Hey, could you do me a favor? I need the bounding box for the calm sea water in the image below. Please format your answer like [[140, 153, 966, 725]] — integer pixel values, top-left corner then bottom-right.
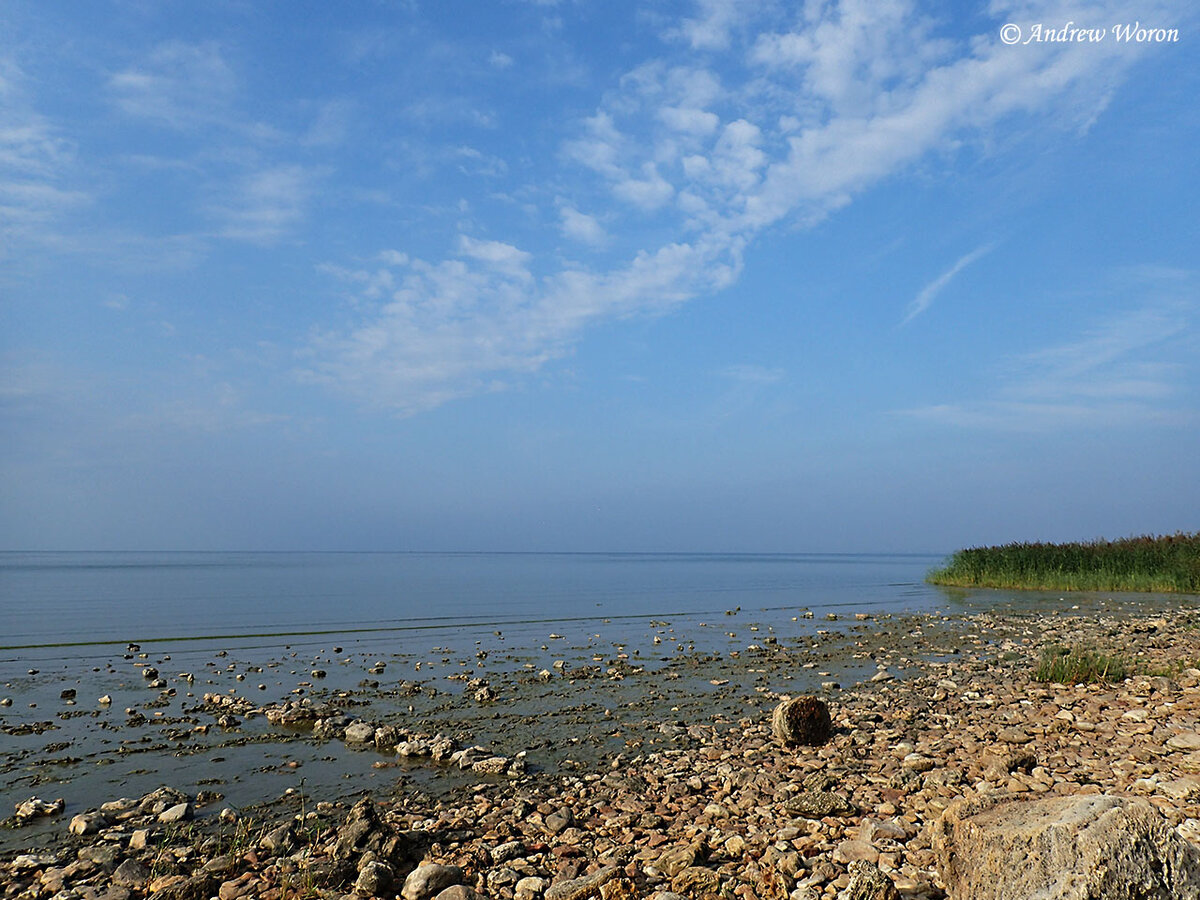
[[1, 551, 949, 649]]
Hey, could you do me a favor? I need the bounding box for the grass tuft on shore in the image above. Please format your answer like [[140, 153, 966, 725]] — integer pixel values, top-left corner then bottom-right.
[[1034, 645, 1129, 684], [927, 532, 1200, 593]]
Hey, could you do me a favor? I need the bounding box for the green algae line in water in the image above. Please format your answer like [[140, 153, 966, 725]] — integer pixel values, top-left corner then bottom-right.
[[927, 533, 1200, 593]]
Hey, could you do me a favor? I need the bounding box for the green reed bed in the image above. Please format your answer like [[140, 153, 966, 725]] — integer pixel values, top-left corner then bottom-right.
[[927, 533, 1200, 593]]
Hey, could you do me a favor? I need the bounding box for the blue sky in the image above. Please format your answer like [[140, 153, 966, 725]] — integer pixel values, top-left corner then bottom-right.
[[2, 0, 1197, 552]]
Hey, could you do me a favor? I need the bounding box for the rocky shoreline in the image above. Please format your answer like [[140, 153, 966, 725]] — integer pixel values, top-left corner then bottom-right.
[[5, 600, 1200, 899]]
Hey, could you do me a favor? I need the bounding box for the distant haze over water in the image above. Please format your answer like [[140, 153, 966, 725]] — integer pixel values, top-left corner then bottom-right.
[[1, 551, 948, 649]]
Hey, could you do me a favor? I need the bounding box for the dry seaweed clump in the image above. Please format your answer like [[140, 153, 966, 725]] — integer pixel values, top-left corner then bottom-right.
[[771, 695, 832, 746]]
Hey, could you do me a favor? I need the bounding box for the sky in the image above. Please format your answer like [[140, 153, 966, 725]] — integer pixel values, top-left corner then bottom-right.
[[1, 0, 1197, 553]]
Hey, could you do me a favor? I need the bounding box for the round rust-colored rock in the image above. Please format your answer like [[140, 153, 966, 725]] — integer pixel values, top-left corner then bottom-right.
[[771, 696, 832, 746]]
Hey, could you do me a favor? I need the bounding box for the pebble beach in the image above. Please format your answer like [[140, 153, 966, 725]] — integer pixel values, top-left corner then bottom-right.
[[4, 593, 1200, 899]]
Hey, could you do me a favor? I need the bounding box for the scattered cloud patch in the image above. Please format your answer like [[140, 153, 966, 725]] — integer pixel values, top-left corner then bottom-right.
[[0, 58, 88, 244], [721, 364, 784, 385], [302, 100, 354, 147], [901, 243, 995, 325], [559, 205, 607, 246], [455, 146, 508, 177], [898, 296, 1195, 431], [109, 42, 238, 131], [303, 235, 740, 415], [304, 0, 1184, 414], [614, 162, 675, 210], [211, 165, 316, 243], [674, 0, 742, 50]]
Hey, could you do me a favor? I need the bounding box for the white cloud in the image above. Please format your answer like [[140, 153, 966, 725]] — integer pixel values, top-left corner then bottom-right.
[[489, 50, 514, 69], [659, 106, 720, 135], [307, 0, 1185, 415], [0, 58, 89, 246], [560, 205, 607, 246], [211, 165, 316, 243], [752, 0, 952, 117], [709, 120, 766, 191], [302, 100, 354, 147], [614, 162, 675, 210], [564, 112, 625, 178], [303, 235, 740, 415], [898, 296, 1196, 431], [455, 145, 508, 177], [109, 42, 239, 131], [721, 364, 784, 385], [1005, 306, 1187, 399], [901, 243, 995, 325], [318, 262, 396, 300], [457, 235, 533, 278], [675, 0, 742, 51]]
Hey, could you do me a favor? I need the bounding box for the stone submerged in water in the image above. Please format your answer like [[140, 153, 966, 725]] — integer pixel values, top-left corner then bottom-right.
[[14, 796, 64, 822], [771, 696, 832, 747], [931, 793, 1200, 900]]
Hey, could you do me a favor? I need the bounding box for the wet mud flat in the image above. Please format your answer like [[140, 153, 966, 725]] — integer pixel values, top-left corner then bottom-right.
[[3, 592, 1200, 898]]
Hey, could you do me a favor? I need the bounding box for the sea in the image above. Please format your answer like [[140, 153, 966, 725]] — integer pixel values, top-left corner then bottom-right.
[[0, 550, 952, 650]]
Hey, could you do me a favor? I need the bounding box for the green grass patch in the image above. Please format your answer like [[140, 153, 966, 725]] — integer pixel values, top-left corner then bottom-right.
[[927, 532, 1200, 593], [1034, 645, 1129, 684]]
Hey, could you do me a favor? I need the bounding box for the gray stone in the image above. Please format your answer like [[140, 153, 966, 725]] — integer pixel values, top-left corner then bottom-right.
[[544, 807, 574, 834], [784, 790, 854, 818], [158, 801, 193, 823], [472, 755, 511, 774], [656, 843, 704, 878], [546, 866, 620, 900], [112, 857, 151, 888], [148, 873, 219, 900], [137, 786, 188, 815], [78, 843, 119, 868], [100, 797, 141, 818], [402, 863, 465, 900], [260, 821, 296, 855], [69, 811, 109, 835], [670, 867, 721, 898], [333, 795, 409, 862], [14, 796, 64, 821], [11, 853, 58, 871], [435, 887, 483, 900], [837, 860, 898, 900], [344, 721, 377, 744], [1166, 732, 1200, 751], [491, 840, 526, 864], [355, 859, 395, 895], [833, 840, 879, 865], [932, 793, 1200, 899]]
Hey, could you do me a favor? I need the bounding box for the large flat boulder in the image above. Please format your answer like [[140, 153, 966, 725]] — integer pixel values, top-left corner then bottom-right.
[[931, 793, 1200, 899]]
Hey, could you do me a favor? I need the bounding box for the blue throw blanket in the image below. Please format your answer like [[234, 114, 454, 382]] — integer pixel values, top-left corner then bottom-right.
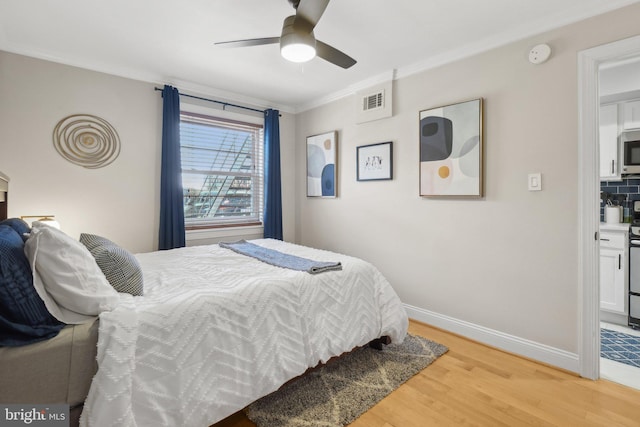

→ Problem details: Word for word and without any pictures, return all of the lines above.

→ Response to the exercise:
Hey, could you do me a favor? I need the bounding box for the calm sea water in the image below. Please format your answer like [[140, 153, 966, 725]] — integer pixel values, top-left corner then bottom-right.
[[1, 551, 949, 649]]
Hey, could you do me a favor? I need the bounding box for the grass tuft on shore in the image above. Please format your answer like [[140, 153, 966, 725]] — integer pixel values, top-left corner then bottom-right.
[[1034, 645, 1129, 684], [927, 532, 1200, 593]]
Hey, could you do me a favor? I need the bounding box for the green algae line in water in the image above. Please format your answer like [[140, 153, 966, 725]] — integer pixel values, top-left corner then bottom-right.
[[927, 533, 1200, 593]]
Hey, could you do me a favor? I need the bounding box for the green reed bed in the image above. Please format your answer like [[140, 153, 966, 725]] — integer pixel values, top-left corner then bottom-right.
[[927, 533, 1200, 593]]
Hey, could you do me a favor? I need the bounding box for the blue sky in the image above. Please format your answer like [[140, 153, 966, 725]] — integer pixel values, top-left corner then bottom-right.
[[2, 0, 1197, 552]]
Hey, could you do me a favor? I need the bounding box for the rocky shoreline in the image above. Please format your answer like [[140, 153, 966, 725]] — integer pixel values, top-left corner then bottom-right.
[[5, 600, 1200, 899]]
Hey, could you do me a favor? I need the bounding box for the distant haze over water in the image above. Please format your answer like [[140, 153, 966, 725]] — integer pixel values, top-left corner then bottom-right.
[[1, 551, 948, 649]]
Hey, could you do me a favor? I need the bounding box for the dry seaweed clump in the image above. Please format your answer like [[140, 153, 966, 725]] — integer pixel values, top-left corner then bottom-right.
[[771, 695, 832, 746]]
Hey, could you do me a favor? I need the bounding box for the sky in the image above. Please format your answer like [[140, 153, 966, 725]] — integer pixel values, top-left corner then bottom-right.
[[1, 0, 1197, 553]]
Hey, could you do me a favor? I need the bounding box for the round rust-colored rock in the image above. Please format your answer like [[140, 153, 966, 725]] — integer pixel values, top-left corner then bottom-right.
[[771, 696, 832, 746]]
Hey, could you do me a favor? I need the bounding box for the pebble beach in the image above. Please format your answer like [[140, 153, 966, 725]] — integer pixel values, top-left corner then bottom-right.
[[4, 593, 1200, 899]]
Hey, could you do me a favor? I need the bounding box for the scattered cloud patch in the image above. Please format your answer like [[140, 153, 966, 725]] — integer pixel values, top-left corner then bottom-right.
[[0, 58, 88, 244], [721, 364, 784, 385], [302, 100, 354, 147], [901, 243, 995, 325], [559, 205, 607, 246], [455, 146, 508, 177], [898, 296, 1195, 431], [109, 42, 238, 131], [303, 235, 740, 415], [304, 0, 1184, 414], [614, 162, 675, 210], [211, 165, 316, 243], [674, 0, 742, 50]]
Hey, could you do me a favor? I need the bounding box for the white cloud in the image above. Please format your answer like [[140, 153, 966, 725]] — integer pixel values, top-left corner then bottom-right.
[[489, 50, 514, 69], [659, 106, 720, 135], [307, 0, 1185, 415], [0, 58, 89, 246], [560, 205, 607, 246], [211, 165, 316, 243], [752, 0, 952, 117], [709, 120, 766, 191], [302, 100, 354, 147], [614, 162, 675, 210], [564, 112, 625, 178], [303, 235, 740, 415], [898, 296, 1196, 431], [455, 145, 508, 177], [109, 42, 239, 131], [721, 364, 784, 385], [1005, 306, 1187, 399], [901, 243, 995, 325], [318, 262, 396, 300], [457, 235, 533, 278], [675, 0, 742, 51]]
Hey, could you do me a favor? I need the bounding box for the stone submerged in water in the image above. Please format your answer like [[140, 153, 966, 725]] — integer pixel values, top-left corner then bottom-right.
[[14, 796, 64, 822], [771, 696, 832, 747], [931, 793, 1200, 900]]
Hey, could you do me a favor? I need the bounding box for the wet mud flat in the image above. Please format your answer like [[140, 153, 966, 725]] — integer pixel values, top-left corner then bottom-right.
[[3, 592, 1200, 898]]
Hey, could you do me a favor? I need the bounding box for the sea in the image above. Please format your answer like [[140, 153, 966, 725]] — integer pixel values, top-left corner then bottom-right.
[[0, 550, 952, 650]]
Hey, could you do me a favor? I need the bounding box for the green grass patch in the image above. Please format your answer like [[140, 153, 966, 725]] — integer pixel values, top-left corner then bottom-right.
[[927, 532, 1200, 593], [1034, 645, 1129, 684]]
Hey, could you do me a favor? I need the bounding box for the gray stone in the image above. Please format your answer like [[140, 153, 966, 725]] — integer pixel values, top-left corner then bottom-right.
[[544, 807, 574, 834], [784, 790, 854, 818], [158, 801, 193, 823], [472, 755, 511, 774], [656, 843, 704, 878], [546, 866, 620, 900], [112, 857, 151, 888], [148, 873, 219, 900], [137, 786, 188, 815], [78, 843, 119, 868], [100, 797, 141, 818], [402, 863, 465, 900], [260, 821, 296, 855], [69, 811, 109, 835], [670, 867, 721, 898], [333, 795, 409, 862], [14, 796, 64, 821], [11, 853, 58, 871], [435, 887, 483, 900], [837, 860, 898, 900], [344, 721, 377, 744], [1166, 732, 1200, 751], [491, 840, 526, 864], [355, 859, 395, 895], [833, 840, 879, 865], [932, 793, 1200, 899]]
Hey, could you do me a favor? I need the bounding box for the large flat boulder in the image above. Please format your answer like [[140, 153, 966, 725]] — integer pixel values, top-left corner then bottom-right.
[[931, 793, 1200, 899]]
Hey, could you do me a favor? I need the bounding box for the blue throw blanket in the image below. Please format your answer like [[234, 114, 454, 382]] — integer pixel values, top-left corner then bottom-right.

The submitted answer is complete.